● RECORDS SHOWN:
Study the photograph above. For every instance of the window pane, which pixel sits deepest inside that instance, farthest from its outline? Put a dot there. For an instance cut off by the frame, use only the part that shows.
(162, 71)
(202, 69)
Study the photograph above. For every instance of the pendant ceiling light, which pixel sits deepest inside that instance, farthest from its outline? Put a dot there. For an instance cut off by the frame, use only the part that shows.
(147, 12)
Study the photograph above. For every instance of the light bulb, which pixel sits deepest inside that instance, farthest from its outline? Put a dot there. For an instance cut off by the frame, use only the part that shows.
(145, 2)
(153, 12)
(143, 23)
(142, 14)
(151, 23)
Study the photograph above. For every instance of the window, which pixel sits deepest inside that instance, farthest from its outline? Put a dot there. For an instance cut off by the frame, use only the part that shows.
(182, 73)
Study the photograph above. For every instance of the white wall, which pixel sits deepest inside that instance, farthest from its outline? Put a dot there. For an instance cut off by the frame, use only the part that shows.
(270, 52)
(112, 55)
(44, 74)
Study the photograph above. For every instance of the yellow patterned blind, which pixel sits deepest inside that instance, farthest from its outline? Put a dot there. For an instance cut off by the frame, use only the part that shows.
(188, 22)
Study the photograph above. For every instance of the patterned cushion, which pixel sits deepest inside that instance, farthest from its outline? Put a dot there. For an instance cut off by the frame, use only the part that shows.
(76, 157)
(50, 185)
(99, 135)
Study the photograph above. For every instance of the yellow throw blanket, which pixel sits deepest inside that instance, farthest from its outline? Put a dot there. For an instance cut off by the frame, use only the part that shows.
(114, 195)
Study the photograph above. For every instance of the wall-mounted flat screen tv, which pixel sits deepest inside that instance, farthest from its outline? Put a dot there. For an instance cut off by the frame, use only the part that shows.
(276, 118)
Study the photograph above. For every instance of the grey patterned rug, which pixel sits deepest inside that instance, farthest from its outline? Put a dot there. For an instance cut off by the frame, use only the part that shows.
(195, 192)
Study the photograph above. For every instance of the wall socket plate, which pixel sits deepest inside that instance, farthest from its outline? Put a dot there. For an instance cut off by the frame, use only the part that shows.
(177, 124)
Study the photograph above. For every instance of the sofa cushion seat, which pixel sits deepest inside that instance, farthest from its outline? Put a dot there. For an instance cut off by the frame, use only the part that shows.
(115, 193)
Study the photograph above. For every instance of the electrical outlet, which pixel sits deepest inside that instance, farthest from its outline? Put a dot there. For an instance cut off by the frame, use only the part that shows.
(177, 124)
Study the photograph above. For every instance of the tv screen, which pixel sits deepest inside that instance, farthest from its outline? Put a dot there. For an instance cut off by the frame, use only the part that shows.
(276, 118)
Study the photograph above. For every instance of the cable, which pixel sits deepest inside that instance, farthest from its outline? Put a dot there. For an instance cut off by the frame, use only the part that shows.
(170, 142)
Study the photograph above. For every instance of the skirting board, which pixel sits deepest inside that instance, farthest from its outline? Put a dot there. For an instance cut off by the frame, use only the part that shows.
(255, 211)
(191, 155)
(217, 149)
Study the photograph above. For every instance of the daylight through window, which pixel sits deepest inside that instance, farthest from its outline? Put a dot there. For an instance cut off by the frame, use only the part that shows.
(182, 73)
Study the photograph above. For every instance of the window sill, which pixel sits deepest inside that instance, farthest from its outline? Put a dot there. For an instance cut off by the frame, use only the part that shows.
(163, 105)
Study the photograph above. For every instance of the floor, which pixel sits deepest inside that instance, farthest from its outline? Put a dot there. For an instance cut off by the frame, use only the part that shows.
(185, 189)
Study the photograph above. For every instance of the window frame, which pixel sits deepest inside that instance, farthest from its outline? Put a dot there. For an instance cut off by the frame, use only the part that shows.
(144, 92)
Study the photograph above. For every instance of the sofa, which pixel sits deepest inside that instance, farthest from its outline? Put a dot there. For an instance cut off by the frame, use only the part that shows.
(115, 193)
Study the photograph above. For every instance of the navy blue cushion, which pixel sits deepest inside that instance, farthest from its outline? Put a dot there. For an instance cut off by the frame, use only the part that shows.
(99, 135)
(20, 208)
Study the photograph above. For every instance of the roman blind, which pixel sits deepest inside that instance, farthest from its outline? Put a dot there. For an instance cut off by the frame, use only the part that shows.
==
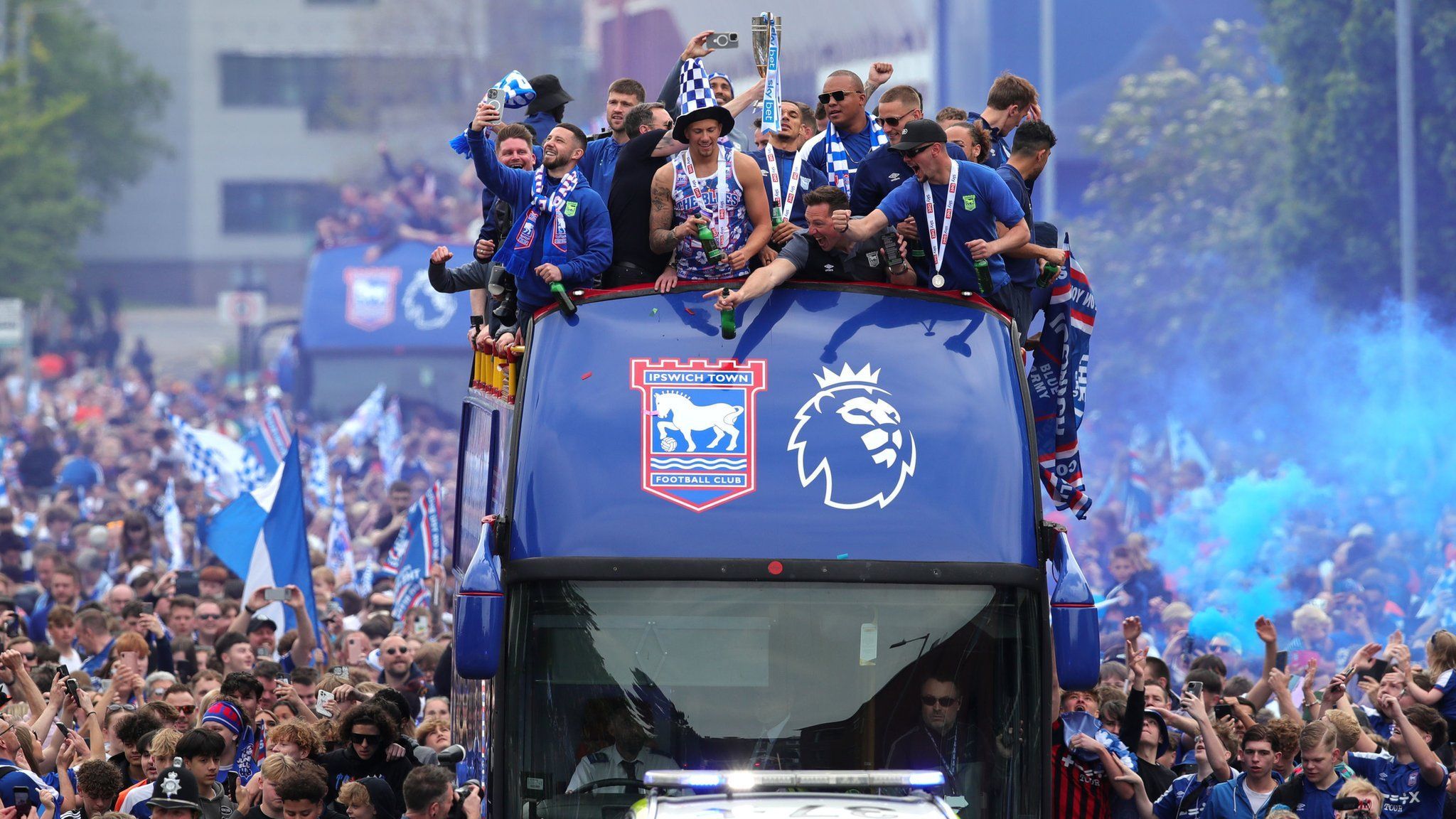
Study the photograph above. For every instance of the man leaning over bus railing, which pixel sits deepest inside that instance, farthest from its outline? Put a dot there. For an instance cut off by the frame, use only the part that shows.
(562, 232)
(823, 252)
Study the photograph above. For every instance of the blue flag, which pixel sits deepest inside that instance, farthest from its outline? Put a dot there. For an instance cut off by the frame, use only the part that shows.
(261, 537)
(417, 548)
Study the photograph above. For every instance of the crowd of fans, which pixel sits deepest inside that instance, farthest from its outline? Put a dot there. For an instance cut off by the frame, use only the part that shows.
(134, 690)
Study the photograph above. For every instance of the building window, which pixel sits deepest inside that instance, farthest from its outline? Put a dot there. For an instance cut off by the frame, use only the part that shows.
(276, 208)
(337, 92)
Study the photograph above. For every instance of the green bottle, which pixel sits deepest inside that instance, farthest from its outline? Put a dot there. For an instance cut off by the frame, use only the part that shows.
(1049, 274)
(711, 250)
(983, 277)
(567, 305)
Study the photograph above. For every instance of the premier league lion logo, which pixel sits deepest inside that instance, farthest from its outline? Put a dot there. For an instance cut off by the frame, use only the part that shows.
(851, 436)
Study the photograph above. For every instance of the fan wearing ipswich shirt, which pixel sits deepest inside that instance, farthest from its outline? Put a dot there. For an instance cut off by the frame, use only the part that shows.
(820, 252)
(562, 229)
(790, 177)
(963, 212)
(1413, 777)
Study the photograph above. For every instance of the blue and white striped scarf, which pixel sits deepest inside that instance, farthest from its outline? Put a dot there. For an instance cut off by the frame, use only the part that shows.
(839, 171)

● WHAT YOU NEED TO DO: Select every line of the material above that contains the word "floor", with case counting.

● ANSWER TO THE TASK:
Study the photograph above. For every instance of the floor, which pixel sits deepest inside that instance, farthest from its outline? Put a dot there. For an instance cut off by the frame, use only the part that shows.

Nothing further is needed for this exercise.